L’étrange docteur Ravic

Arc de Triomphe peut également s’appuyer sur un duo d’acteurs qui vire au duel. Ingrid Bergman apparaît tantôt fragile, tantôt mutine et frondeuse. Son caractère qui évolue et s’affirme tout au long du film est empreint d’une cohérence certaine, mais fait surtout écho à celui de Charles Boyer, froid et inflexible. Le doute plane d’ailleurs intelligemment sur l’identité de ce médecin bien curieux. Ravic est un nom d’emprunt auquel le personnage s’est simplement “attaché” selon ses propres mots. On ne lui offrira jamais de patronyme véritable et ce refus s’avère intriguant: Charles Boyer n’est dès lors plus une simple personne, il est l’expression de ceux que l’horreur de la guerre à traumatisé jusqu’à en bouleverser l’identité.

* [Contenu des données]:
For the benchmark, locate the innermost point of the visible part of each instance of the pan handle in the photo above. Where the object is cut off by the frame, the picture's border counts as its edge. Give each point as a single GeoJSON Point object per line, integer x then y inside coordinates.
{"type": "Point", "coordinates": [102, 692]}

* [Consigne]:
Relevez tous les noms propres qui figurent dans l'extrait sur le film Arc de Triomphe, titre compris. Les données ci-dessus constituent un matériau indépendant de l'extrait.

* [Réponse]:
- Ravic
- Arc de Triomphe
- Ingrid Bergman
- Charles Boyer